▸ **Your goal**
Rewrite the lines from the one containing "# target: **leopard's tail**" through the one containing "Give the mask of every instance of the **leopard's tail**." as a Markdown table with the columns Number and Text, skipping any blank lines.

▸ **Listed entries**
===

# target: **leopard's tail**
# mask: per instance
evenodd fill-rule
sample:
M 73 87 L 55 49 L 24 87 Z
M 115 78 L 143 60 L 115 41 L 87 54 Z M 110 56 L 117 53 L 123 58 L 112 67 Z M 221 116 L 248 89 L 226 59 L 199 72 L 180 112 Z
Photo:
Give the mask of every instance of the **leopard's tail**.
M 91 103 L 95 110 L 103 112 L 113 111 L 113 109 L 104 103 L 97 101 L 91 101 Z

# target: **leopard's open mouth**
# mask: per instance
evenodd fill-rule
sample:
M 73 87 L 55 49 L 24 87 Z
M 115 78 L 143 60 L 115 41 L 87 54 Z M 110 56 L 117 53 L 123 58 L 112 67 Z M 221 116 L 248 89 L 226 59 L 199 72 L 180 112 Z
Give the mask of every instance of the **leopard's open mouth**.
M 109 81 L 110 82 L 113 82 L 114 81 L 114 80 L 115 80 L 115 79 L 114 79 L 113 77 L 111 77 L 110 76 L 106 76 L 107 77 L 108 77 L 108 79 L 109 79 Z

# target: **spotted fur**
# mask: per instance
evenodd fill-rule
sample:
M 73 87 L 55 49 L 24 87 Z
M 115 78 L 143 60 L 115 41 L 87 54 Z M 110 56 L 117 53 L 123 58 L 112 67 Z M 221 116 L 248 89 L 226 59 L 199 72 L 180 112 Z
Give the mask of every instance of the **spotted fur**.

===

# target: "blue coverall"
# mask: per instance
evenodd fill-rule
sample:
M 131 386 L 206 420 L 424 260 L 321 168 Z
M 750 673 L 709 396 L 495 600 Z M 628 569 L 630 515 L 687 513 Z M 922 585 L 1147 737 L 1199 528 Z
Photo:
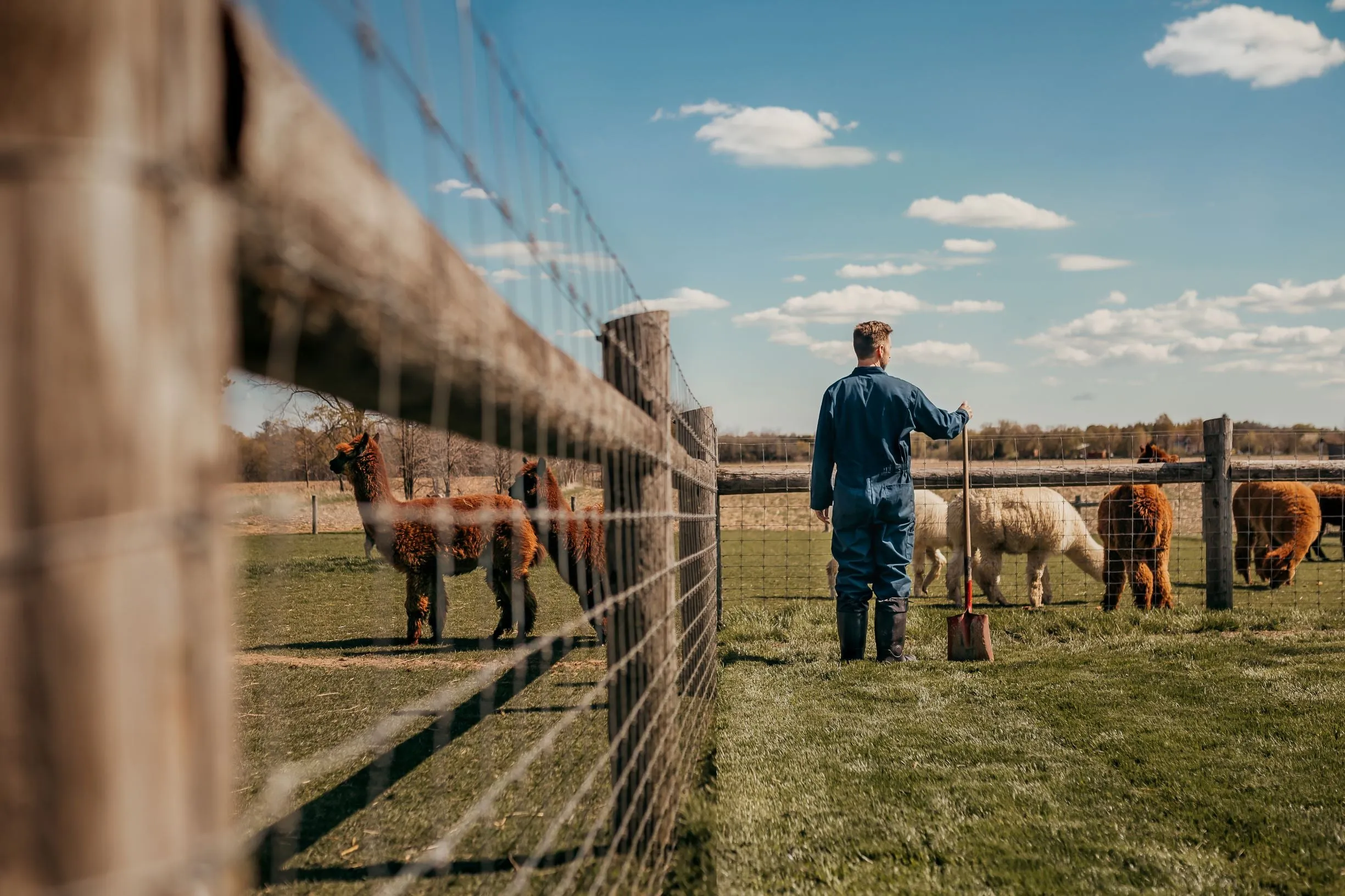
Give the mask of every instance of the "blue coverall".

===

▸ **Answer to the exercise**
| Number | Text |
|---|---|
| 1 | # target: **leopard's tail** |
| 2 | # mask: per instance |
| 3 | evenodd fill-rule |
| 4 | sample: |
| 5 | M 73 87 L 55 49 L 24 87 Z |
| 6 | M 115 78 L 143 60 L 115 41 L 87 54 Z M 110 56 L 117 53 L 123 58 L 112 67 Z M 221 116 L 248 89 L 226 59 L 199 72 L 180 112 Z |
| 7 | Photo: |
| 8 | Give the mask of every instance of the **leopard's tail**. |